Natural language region descriptions
****************************************

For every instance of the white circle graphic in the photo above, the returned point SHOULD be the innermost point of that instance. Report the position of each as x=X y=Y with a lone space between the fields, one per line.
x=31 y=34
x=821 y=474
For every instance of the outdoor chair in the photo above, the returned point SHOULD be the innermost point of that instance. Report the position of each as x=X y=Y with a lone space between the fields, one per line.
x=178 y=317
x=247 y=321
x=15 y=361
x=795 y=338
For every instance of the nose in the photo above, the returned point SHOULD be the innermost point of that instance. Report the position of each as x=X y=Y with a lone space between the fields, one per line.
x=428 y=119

****************************************

- _What is needed_
Write out the full set of records exactly as given.

- _Solution_
For every instance of the white circle graphic in the photo above, the returned point SHOULD be the innermost point of that instance. Report the position of each as x=X y=Y with a lone space between the fields, one per line.
x=31 y=34
x=821 y=474
For every instance of the outdoor chair in the photo above, the returned point SHOULD be the innermost point of that instance. Report the position of each as x=X y=Y with a lone space between the fields, one per line.
x=178 y=317
x=247 y=321
x=15 y=361
x=795 y=338
For every instance of the nose in the photo above, the returned point SHOULD be the innermost point of that instance. Report the position of each as x=X y=Y with a lone space between the fields, one per line.
x=428 y=119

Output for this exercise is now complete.